Over a 4 second reduction in 0-60mph times. 4 seconds!!!

So let me go over the entire install/kit/performance and give it a review.

INSTALL

The install is straightforward and anyone can do this. (I'll expand on that in a bit) with nothing more than hand tools and a reciprocating saw. The instructions are completely clear and easy to follow. There a plenty of pictures to help you along as well. The worst part of the install would be increasing the fueling of the injection pump. Only because of the extra care needed to ensure you don't contaminate the pump or break it. While the instructions say that you need to weld all this up. You could get by with clamping a number of the connections with band or c clamps. There are some sections that would need to be welded. But one could get everything installed and take the truck to a muffler shop to have them burn those pipes in. I actually used band clamps on my build to facilitate easier assembly for the crossover pipe install. I did TIG weld up the custom downpipe I made though. Which brings me to the only negative I can say about the exhaust. As a kit, the system is designed to simply drop the exhaust straight down from the turbo. You'd run the exhaust pipe under the frame rail and over to the stock exhaust. I personally didn't want anything hanging below the frame rail, so I passed the downpipe along the passenger manifold. I completely understand why as a kit they wanted you to route it under the frame rail. I had HOURS in making the downpipe. It's actually a 2 piece design as there's no other way to do it. Then I had to reroute fuel, transmission, and electrical connections all through the path I took. For the home install, this would probably be over the top. I ended up using the bandsaw, mill, lathe, hydraulic press, and many other things to make this happen. But for me, it was worth it. So you might also notice how long it took me to get through this install. There were a few issues along the way. There was a defect in one part, but BMI promptly took care of it. Also I've had a few other issues with my install. But more vehicle related than the kit. (Water pump replacement, fan clutch issues, blown transmission cooler liner, dead batteries, snapped injection pump cover bolts, FUN TIMES!) And my main job has taken a lot of my free time lately. If I had followed the kit and not gone rouge on the exhaust, the kit can easily be installed in a weekend.

* [Data records]:
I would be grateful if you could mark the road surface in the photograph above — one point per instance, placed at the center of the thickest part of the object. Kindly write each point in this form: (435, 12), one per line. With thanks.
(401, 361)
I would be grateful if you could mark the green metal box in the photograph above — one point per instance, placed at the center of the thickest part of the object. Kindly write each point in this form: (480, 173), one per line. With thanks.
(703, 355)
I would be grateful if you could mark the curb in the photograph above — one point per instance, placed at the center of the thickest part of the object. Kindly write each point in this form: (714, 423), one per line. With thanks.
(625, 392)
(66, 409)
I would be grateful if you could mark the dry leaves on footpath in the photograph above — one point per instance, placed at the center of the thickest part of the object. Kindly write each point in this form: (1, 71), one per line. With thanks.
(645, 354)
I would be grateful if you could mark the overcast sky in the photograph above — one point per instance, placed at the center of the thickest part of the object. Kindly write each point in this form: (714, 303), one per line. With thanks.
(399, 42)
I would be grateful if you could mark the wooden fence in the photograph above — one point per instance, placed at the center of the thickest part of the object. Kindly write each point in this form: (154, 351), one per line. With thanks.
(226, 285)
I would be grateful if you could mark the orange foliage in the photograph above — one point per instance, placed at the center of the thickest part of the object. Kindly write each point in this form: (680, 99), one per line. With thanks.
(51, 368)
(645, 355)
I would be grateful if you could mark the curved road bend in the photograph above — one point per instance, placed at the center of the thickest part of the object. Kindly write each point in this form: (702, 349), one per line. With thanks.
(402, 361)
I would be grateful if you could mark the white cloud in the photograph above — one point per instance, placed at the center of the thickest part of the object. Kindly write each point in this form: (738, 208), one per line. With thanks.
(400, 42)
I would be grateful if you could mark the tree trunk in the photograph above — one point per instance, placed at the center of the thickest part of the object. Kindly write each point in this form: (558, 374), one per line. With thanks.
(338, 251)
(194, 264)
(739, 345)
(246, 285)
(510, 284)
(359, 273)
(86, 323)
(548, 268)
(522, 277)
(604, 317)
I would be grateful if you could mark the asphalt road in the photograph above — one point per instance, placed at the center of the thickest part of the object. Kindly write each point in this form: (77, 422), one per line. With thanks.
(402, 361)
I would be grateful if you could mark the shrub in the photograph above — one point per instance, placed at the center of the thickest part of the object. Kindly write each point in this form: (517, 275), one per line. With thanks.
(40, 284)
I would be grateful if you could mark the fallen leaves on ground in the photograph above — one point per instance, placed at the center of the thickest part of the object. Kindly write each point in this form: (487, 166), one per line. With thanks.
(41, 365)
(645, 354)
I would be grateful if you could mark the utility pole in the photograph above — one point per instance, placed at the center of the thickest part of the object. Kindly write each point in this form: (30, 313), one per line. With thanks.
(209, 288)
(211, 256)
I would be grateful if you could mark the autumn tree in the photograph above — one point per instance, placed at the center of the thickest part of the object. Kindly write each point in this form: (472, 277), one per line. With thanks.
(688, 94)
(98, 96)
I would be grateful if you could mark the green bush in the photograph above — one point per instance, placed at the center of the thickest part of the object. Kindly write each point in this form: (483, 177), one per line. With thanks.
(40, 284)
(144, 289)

* [Your task]: Write what comes next in the turbo kit review, picking up right after its final sentence.

* [Response to the task]:
KIT

The items included in the kit complement themselves well. The manifold BMI has made is of great quality. I'd even go as far to say the casting is more substantial than a factory 6.5 casting for a pickup truck. The oil supply lines and return are all of stainless steel with AN fittings and appears to be a powdercoating. Hoses were Gates as I recall. The airbox is made by BMI as well and is well constructed. The only negative I can find with it is I don't particularly care for the rubber/cork seal used for the airbox lid. I think I'll replace it next time I have it off with a neoprene seal of some sort. Not so much that it doesn't seal. But rather that the rubber tends to want to pick up any trash on it. (I dropped it while working on it and had to pull leaves off the rubber) It's also great they provided boost and EGT gauges. This isn't a knock, but I might end up replacing mine. Not that they don't work. But only to replace with a analog "dial" gauge to fit in more with the stock HMMWV gauges.

PERFORMANCE

Have I mentioned this thing isn't a slouch anymore? The 0-60 alone speaks volumes. My truck is only a 3 speed, so of course top speed isn't really something that can be increased with this kit. But it certainly gets there a LOT faster now. And just cruising around is pleasurable now instead of having it mashed to the floor and not really increasing any speed. If/when I slip in a 4l80e, I will have to probably be able to easily do interstate speeds. I no longer have to worry about holding up traffic up a hill or in general. As I certainly have plenty of power on tap now for all situations. Also some might be interested in the gauge numbers. From the hilly area I live in, I've only seen 11psi and 980F on the gauges. I did only turn up the pump 1 and 1/8 turn. I might turn it up another 1/8 given the EGTs being low. But I'd like to hook up the DRASH HVAC/GEN trailer and pull it around to see how EGTs work under a heavier load to see if I really have all that much more headroom. Heck, I probably could dial it up a little more as I'm not really going to be pulling trailers with the HMMWV.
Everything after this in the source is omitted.